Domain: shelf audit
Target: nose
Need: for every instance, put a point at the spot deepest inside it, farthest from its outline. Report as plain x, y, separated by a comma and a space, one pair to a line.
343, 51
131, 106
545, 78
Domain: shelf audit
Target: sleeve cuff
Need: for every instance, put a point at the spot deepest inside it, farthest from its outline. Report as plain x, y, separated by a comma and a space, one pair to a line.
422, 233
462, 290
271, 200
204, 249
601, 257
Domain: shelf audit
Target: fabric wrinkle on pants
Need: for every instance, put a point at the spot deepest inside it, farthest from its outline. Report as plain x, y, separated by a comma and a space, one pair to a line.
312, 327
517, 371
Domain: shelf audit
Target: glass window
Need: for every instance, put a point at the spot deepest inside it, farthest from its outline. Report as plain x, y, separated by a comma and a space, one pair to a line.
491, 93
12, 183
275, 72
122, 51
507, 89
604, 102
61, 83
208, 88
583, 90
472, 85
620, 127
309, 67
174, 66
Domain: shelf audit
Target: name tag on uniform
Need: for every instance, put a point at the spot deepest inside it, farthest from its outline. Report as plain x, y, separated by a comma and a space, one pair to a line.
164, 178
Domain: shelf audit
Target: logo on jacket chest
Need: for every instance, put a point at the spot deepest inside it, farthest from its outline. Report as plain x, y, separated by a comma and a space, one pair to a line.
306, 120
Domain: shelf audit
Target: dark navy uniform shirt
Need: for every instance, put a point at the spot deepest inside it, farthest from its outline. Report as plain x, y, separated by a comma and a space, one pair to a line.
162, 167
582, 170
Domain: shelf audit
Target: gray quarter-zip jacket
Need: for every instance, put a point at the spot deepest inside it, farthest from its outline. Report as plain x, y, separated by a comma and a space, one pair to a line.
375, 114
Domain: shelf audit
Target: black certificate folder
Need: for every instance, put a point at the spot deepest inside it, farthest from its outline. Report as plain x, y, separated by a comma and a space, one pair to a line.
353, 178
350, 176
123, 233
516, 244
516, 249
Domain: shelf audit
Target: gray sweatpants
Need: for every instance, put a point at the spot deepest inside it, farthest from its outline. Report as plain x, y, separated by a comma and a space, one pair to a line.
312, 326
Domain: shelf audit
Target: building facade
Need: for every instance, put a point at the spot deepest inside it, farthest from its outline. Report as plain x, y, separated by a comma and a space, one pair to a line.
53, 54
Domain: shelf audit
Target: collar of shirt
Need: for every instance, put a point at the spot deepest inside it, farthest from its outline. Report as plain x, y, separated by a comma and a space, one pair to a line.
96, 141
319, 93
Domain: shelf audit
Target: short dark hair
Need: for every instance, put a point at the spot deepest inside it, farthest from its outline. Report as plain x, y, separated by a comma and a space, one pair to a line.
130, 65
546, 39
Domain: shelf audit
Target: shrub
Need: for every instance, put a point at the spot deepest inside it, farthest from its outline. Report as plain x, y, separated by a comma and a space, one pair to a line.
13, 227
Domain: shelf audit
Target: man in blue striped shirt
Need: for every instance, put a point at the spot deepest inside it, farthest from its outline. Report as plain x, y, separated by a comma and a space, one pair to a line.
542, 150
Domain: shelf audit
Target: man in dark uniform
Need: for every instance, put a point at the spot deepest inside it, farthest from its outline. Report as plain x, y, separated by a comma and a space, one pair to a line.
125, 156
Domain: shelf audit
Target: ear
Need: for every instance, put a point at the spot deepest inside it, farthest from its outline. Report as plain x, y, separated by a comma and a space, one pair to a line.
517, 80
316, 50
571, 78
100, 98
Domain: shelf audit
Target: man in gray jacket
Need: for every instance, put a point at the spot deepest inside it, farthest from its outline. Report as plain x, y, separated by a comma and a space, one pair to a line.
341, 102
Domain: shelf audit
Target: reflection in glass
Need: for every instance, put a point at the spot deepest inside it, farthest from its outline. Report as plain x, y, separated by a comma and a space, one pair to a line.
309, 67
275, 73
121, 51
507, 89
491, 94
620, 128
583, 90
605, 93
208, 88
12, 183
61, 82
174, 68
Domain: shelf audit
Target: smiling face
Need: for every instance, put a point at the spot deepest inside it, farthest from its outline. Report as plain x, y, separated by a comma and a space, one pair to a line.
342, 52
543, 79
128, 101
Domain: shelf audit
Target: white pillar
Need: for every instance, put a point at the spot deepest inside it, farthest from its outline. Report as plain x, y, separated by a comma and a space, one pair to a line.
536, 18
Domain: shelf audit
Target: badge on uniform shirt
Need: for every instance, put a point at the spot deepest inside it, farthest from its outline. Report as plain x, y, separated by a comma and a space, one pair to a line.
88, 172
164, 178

───

__Instruction__: Print all of the entries again, exactly as written.

__Exercise output__:
Domain: shelf audit
Target: nose
Need: for every instance, put a point at the spot deepest inside it, farthest from its outline. Report as plain x, y, separated by a comma and a space, one pair to a line.
343, 51
131, 106
545, 78
Domain: shelf audit
Target: sleeve cuff
Need: for every instance, put a point at the spot deepest inside it, farthest from its outline. Report as plain x, y, separated by a comma and a space, one pair to a line.
422, 233
462, 290
271, 200
204, 249
601, 257
Domain: shelf audit
Target: fabric wrinkle on pants
Need: for every instance, put a point at the spot deepest inside it, farthest from its outline. Report as plain x, y, separated by a comma and a space, one pair to a line.
312, 327
517, 371
Domain: shelf audit
Target: glass window
Need: for every instance, put a point at the spot deepest inside it, farthest from its outline. Report as plain x, y, separated by a comma and a space, one pair to a line.
491, 93
12, 183
275, 72
122, 51
507, 89
604, 102
61, 83
208, 88
583, 90
472, 85
620, 127
309, 67
174, 66
Domain: shelf audit
Target: name tag on uniform
Need: for every instance, put a point at the spot deepest inside it, farthest from its outline. Report as plain x, y, separated by a comma and a space, one pair to a line.
164, 178
Domain: shelf audit
Target: logo on jacket chest
Need: for every instance, put a point at the spot deepest inside it, farthest from its outline. Report as plain x, y, separated by a comma and a space, one pair to a line.
306, 120
Domain: shelf audit
Target: dark navy uniform shirt
Need: for every instance, put a point at the spot deepest inside it, farthest from its outline. Report as plain x, y, separated by a comma and a space, one pair to a line.
162, 167
582, 170
Domain: shelf audit
Target: gray quarter-zip jacket
Need: for every instance, put a point at the spot deepest inside it, farthest from its outline. Report as plain x, y, separated by a comma and a space, one pair to a line.
375, 114
Domain: shelf audit
Target: black certificate folder
Need: for every instance, put a point at the spot deepest inside it, farthest from its outline. Report as plain x, y, separated by a comma and a space, one pair to a line.
353, 178
350, 176
123, 233
516, 244
516, 249
Domain: shelf audit
Target: gray sweatpants
Need: for every instance, put a point at the spot deepest inside it, farthest from its outline. Report as plain x, y, separated by a comma and a space, one pair to a line.
312, 326
Domain: shelf audit
Target: building facade
Need: for every instance, put a point at the spot deepest inside it, farthest from its outline. Report as plain x, y, separated by a comma and a space, one pair to a line.
53, 54
Domain: shelf audit
Target: collar of shirt
Need: for every instance, put a point at the spot deepest inside it, farthest from its outline. Report as plain x, y, separated by a comma and a space, one pair to a line.
96, 141
319, 93
Domain: shelf audit
Target: short dark hair
Need: for every instance, put a point at the spot deepest inside it, farthest from its outline. Report as plain x, y, separated by a comma and a space, one pair to a line.
130, 65
546, 39
Domain: shelf audit
Target: shrub
Need: for every instance, put a point at the spot deepest inside it, farthest from its outline. Report as plain x, y, separated by a comma and a space, one pair to a line.
13, 227
Domain: shelf audit
Target: man in blue striped shirt
Need: for every instance, put a point at the spot deepest inside it, farthest from its outline. Report as plain x, y, separated by a comma and a space, one pair to a line.
542, 150
Domain: shelf audit
Target: man in dark uniform
Need: for every instance, put a point at the spot deepest inside it, farthest from its outline. Report as plain x, y, separated by a comma and a space, one pair to a line.
125, 156
Domain: shelf audit
Target: ear
Need: for every instance, put a point at the spot deepest inside it, farthest from its outline. Report as plain x, y, separated by a comma and a space, one pair to a line.
517, 80
316, 50
571, 78
100, 98
Domain: shelf audit
Target: man in gray jacket
Need: for every instance, put a point at the spot deepest inside it, farthest from its outline. Report as plain x, y, separated by a comma and a space, one pair to a line.
341, 102
Domain: shelf audit
Target: reflection in glass
Need: for every instance, put a point at the spot deepest inside it, farthest from its outline. Report as plain x, y, separated by a comma and a space, one pair to a line.
309, 67
275, 73
121, 51
507, 89
491, 94
620, 128
583, 90
605, 93
208, 88
12, 183
61, 82
174, 68
Domain: shelf audit
Target: smiling face
Need: for every instance, put a point at the spot deepest inside it, farthest from its outline. Report as plain x, y, separated by a comma and a space, one pair to a line.
342, 52
543, 79
128, 101
Domain: shelf audit
Target: white pillar
Need: for every instance, put a point at the spot deepest inside it, farthest from its outline. Report as plain x, y, separated by a comma and a space, one pair to a line.
536, 18
Domain: shelf audit
Target: badge on uniform shirt
Need: for every instance, put a point at the spot deepest inside it, farthest from its outline. Report as plain x, y, separated by a comma and a space, one pair to a line.
88, 172
164, 178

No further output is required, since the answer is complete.